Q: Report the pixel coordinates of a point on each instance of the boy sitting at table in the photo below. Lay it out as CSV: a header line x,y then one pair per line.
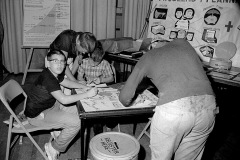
x,y
95,69
45,97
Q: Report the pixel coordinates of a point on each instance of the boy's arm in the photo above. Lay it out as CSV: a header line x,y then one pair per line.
x,y
69,74
77,61
73,84
67,99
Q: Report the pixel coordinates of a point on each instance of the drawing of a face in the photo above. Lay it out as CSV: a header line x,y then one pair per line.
x,y
189,36
173,35
160,13
181,34
179,13
212,16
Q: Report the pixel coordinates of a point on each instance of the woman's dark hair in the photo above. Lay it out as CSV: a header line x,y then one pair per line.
x,y
98,53
64,42
87,41
53,52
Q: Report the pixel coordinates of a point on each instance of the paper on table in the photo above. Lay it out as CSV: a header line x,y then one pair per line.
x,y
107,99
97,85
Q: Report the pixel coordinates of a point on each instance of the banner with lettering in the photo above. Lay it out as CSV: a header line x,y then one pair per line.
x,y
209,25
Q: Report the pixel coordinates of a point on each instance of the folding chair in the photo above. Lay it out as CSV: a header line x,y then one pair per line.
x,y
8,92
115,81
145,130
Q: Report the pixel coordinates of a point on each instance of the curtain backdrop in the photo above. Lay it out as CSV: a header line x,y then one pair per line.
x,y
135,14
96,16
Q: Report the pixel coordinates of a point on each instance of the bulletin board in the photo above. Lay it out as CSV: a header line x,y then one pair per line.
x,y
44,20
204,23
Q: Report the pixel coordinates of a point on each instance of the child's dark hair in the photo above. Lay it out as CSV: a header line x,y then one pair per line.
x,y
64,41
98,53
87,41
53,52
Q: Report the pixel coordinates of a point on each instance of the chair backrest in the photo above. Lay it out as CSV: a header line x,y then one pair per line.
x,y
8,92
114,73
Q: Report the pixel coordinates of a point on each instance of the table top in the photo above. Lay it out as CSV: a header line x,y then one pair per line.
x,y
114,113
230,78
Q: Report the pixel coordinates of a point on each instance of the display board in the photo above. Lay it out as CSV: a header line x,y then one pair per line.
x,y
204,23
44,20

## REQUIRED WORK
Could you print the listing above word for word, without its pictures?

## YOUR SOLUTION
Q: Report the pixel coordinates of a point on each instance of the boy sitting at table in the photo below. Lay it out as CSV: a header line x,y then one pair per line.
x,y
95,69
45,97
Q: Report the pixel coordinates of a point on each instance of the boy's arm in the photo above. Lay it out as CSV: a header line x,y then one pair per line.
x,y
69,74
77,61
73,84
67,99
Q: Report the pixel coordinates of a point on each instance of the drawing of a face in the photo above. Lay it out as CSV: a header line x,y then one pair per line.
x,y
189,36
173,35
160,13
181,34
179,13
212,16
Q: Report the pixel coordinates of a point on each instance of the woman's dark hair in the photo above. Lay it out as CSV: a header line x,y then one pair per line.
x,y
98,53
64,42
87,41
53,52
Q: Report the pixel coordinates of a point on each instance of the paper on table in the photo above. Lay it out as CSV: a header line x,y then one pair per line.
x,y
107,99
97,85
Q: Report the pixel coordinates of a point on each instance of the banner with lettering in the photo above. Lay it out as CSV: a header line x,y then one pair per line.
x,y
209,25
Q: Report the pixel coordinates of a point on each instance of the folding chair in the photo above. Lay it out as CSV: a header line x,y then one pair per line.
x,y
8,92
115,81
145,130
Q: Report the pixel coordinates of a point on each instance of the curtain backdrop in the photo above. Lay it out as CSV: a header line x,y then one pair per line.
x,y
135,14
96,16
Q: Report the pixel coordinates of a point on each instance of the bulletin board in the photo above. Lay it out as CSV: a header line x,y then one pair per line.
x,y
44,20
204,23
Q: Report the pixel coordinates of a point on each instance of the child's dark hair in the photo above. Lay it out as CSV: a header line x,y then one pair per line.
x,y
64,41
98,53
87,41
53,52
Q: Report the pixel coordinates of a point on each instance of the chair backrest in the photo above. Lay it out as CSV: a header line x,y then one pair per line.
x,y
8,92
114,73
Q: Report the pixel coordinates of a point on each instance of the table top in the photo above. Lay it out as CSV: a header line x,y then one pair per line.
x,y
114,113
230,78
Q: Report the pixel coordinates of a point on each instance of the display board in the photo above. Lay it out as CSV: a header line x,y then one pair per line.
x,y
204,23
44,20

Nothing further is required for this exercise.